TEXT SHOWN =>
[start]
Last week, The National Journal broke the story, since confirmed by other sources, that the Obama administration plans to cut billions of dollars from the LIHEAP program that subsidizes energy costs for the needy (italics mine):
President Obama's proposed 2012 budget will cut several billion dollars from the government's energy assistance fund for poor people, officials briefed on the subject told National Journal....
The Low Income Home Energy Assistance Program, or LIHEAP, would see funding drop by about $2.5 billion from an authorized 2009 total of $5.1 billion. The proposed cut will not touch the program's emergency reserve fund, about $590 million, which can be used during particularly harsh cold snaps or extended heat spells, three officials told National Journal.
In 2010, Obama signed into law an omnibus budget resolution that released a total of about $5 billion in LIHEAP grants for 2011. Pointing to the increasing number of Americans who made use of the grants last year, advocates say that LIHEAP is already underfunded. The American Gas Association predicts that 3 million Americans eligible for the program won't be able to receive it unless LIHEAP funding stays at its current level....
[end]
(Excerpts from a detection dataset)
[start]
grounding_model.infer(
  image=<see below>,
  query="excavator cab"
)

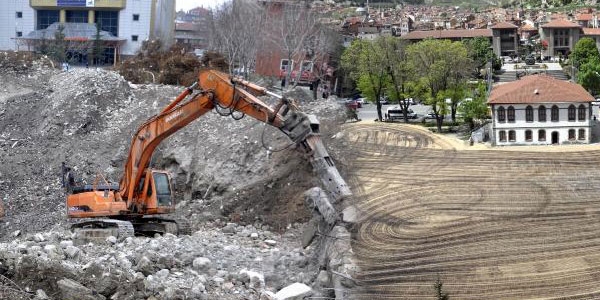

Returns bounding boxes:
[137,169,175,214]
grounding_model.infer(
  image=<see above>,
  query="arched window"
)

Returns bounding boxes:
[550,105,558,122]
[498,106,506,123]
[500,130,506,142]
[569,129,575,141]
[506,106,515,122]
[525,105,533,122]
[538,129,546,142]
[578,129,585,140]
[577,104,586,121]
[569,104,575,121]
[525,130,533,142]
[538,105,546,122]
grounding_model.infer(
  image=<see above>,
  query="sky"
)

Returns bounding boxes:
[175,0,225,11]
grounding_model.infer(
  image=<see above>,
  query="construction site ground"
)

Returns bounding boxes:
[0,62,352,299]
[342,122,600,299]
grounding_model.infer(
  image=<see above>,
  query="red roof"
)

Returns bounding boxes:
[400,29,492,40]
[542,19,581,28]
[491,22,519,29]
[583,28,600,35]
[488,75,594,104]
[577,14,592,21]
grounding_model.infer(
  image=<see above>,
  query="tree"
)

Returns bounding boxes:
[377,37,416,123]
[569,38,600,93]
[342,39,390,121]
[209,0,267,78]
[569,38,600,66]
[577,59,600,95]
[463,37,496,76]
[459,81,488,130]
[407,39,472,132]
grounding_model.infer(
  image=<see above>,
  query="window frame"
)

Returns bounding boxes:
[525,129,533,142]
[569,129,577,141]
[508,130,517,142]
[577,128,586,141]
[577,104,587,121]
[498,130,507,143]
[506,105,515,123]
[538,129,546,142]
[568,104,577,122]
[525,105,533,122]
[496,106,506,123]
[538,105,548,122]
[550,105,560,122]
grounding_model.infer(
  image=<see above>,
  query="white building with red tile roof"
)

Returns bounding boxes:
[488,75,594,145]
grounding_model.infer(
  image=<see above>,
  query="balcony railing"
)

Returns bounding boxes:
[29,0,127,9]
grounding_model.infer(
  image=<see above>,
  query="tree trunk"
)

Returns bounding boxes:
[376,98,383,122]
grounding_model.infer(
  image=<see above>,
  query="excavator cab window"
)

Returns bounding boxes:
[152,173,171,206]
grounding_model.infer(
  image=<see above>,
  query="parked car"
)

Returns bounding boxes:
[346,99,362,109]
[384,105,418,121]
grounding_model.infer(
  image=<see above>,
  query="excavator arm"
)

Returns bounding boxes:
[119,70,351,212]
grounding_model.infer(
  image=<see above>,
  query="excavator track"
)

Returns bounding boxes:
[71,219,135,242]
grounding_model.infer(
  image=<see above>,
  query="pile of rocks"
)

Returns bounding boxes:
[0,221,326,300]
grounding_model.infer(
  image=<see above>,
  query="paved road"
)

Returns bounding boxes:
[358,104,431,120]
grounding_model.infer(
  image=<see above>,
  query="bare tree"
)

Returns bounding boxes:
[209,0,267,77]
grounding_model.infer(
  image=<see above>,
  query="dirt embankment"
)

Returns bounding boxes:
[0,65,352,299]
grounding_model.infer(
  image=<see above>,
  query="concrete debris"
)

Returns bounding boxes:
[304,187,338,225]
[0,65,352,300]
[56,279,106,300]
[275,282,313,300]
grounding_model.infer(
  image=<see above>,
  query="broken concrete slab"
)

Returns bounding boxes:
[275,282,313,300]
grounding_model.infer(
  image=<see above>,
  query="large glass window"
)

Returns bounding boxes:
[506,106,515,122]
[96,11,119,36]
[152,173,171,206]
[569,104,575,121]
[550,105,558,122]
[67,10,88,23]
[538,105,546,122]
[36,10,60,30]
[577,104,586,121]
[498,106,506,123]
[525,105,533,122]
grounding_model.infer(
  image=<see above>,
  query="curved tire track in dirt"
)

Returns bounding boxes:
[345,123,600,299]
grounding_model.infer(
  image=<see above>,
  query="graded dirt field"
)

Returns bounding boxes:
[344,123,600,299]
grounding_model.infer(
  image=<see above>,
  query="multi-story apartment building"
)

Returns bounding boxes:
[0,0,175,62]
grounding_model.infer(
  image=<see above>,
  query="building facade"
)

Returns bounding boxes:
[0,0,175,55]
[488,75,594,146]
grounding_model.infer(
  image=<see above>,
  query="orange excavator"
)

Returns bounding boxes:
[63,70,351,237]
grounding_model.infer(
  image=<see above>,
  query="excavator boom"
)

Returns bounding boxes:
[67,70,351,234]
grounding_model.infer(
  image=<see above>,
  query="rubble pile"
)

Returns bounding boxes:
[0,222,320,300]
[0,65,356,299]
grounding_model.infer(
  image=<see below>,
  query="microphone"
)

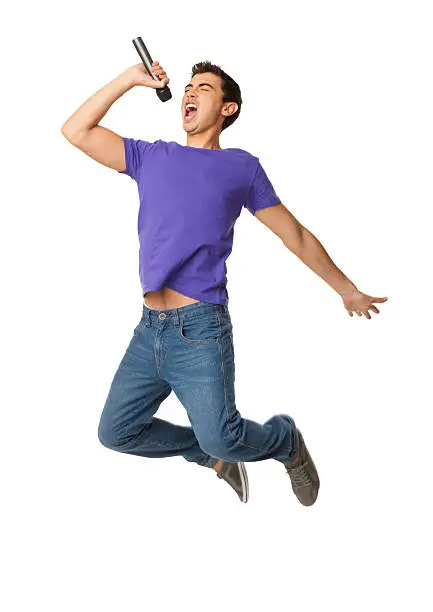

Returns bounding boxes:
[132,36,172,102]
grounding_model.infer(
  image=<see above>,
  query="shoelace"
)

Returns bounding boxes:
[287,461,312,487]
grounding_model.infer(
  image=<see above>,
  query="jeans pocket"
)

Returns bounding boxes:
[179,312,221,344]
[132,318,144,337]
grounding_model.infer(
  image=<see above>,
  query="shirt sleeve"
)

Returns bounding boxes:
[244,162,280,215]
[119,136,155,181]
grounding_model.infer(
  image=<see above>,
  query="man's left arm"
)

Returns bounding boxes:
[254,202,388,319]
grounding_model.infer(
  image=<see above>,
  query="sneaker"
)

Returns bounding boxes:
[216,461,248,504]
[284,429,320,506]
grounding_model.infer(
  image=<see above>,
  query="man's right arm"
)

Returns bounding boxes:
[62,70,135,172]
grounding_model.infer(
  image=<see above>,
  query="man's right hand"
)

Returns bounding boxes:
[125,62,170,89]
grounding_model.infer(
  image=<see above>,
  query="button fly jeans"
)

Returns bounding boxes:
[end]
PROBLEMS =>
1 - According to the LIHEAP passage, roughly how much money is in the program's emergency reserve fund?
2 - Summarize the LIHEAP passage in two sentences.
3 - Reproduce the part of the LIHEAP passage starting with "Last week, The" and going on through "told National Journal....".
The entries have no connection to the LIHEAP passage.

COMPLETED EXERCISE =>
1 - About $590 million.

2 - The National Journal reported that President Obama's proposed 2012 budget would cut funding for LIHEAP, which subsidizes energy costs for the needy, by about $2.5 billion from an authorized 2009 total of $5.1 billion, while leaving its roughly $590 million emergency reserve fund untouched. Advocates say the program is already underfunded, and the American Gas Association predicts that 3 million eligible Americans won't receive it unless funding stays at its current level.

3 -
Last week, The National Journal broke the story, since confirmed by other sources, that the Obama administration plans to cut billions of dollars from the LIHEAP program that subsidizes energy costs for the needy (italics mine):
President Obama's proposed 2012 budget will cut several billion dollars from the government's energy assistance fund for poor people, officials briefed on the subject told National Journal....